Passage fourni:

France | France, Conseil d'État, 21 mars 2003, 244301


Vu la requête et les pièces complémentaires, enregistrées les 20 mars 2002 et 16 septembre 2002 au secrétariat du contentieux du Conseil d'Etat, présentées par M. Landu X..., ; M. X... demande au président de la section du contentieux du Conseil d'Etat :
1°) d'annuler le jugement du 20 février 2002 par lequel le magistrat délégué par le président du tribunal administratif de Cergy-Pontoise a rejeté sa demande tendant à l'annulation de l'arrêté du 11 février 2002 par lequel le préfet du Val-d'Oise a décidé sa reconduite à la frontière et fixé la République démocra

tique du Congo comme pays de destination de la reconduite ;
2°) d'annuler ce...

Extrait source:
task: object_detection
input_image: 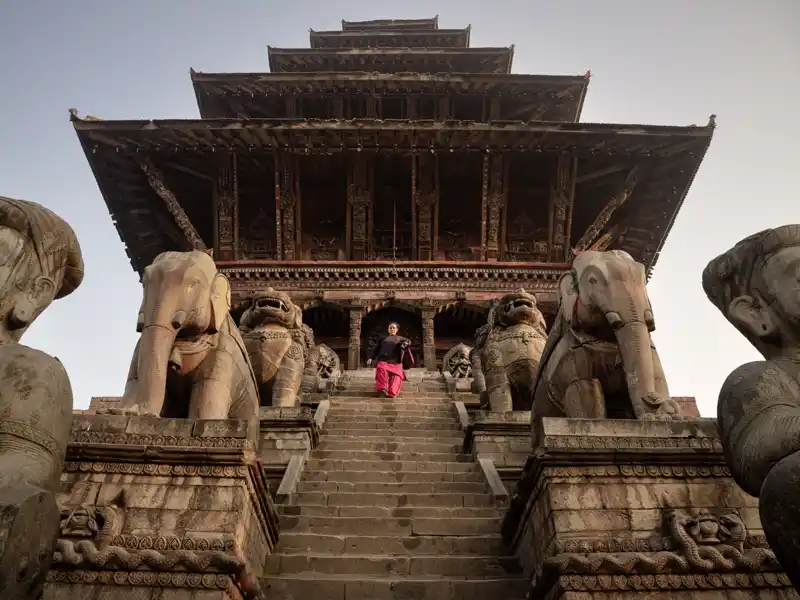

Consigne: Dans la décision du Conseil d'État ci-dessus, recopiez mot pour mot tout ce qui va de « France | France, Conseil » jusqu'à « 2°) d'annuler ce... ».

Résultat de l'exercice:
France | France, Conseil d'État, 21 mars 2003, 244301


Vu la requête et les pièces complémentaires, enregistrées les 20 mars 2002 et 16 septembre 2002 au secrétariat du contentieux du Conseil d'Etat, présentées par M. Landu X..., ; M. X... demande au président de la section du contentieux du Conseil d'Etat :
1°) d'annuler le jugement du 20 février 2002 par lequel le magistrat délégué par le président du tribunal administratif de Cergy-Pontoise a rejeté sa demande tendant à l'annulation de l'arrêté du 11 février 2002 par lequel le préfet du Val-d'Oise a décidé sa reconduite à la frontière et fixé la République démocra

tique du Congo comme pays de destination de la reconduite ;
2°) d'annuler ce...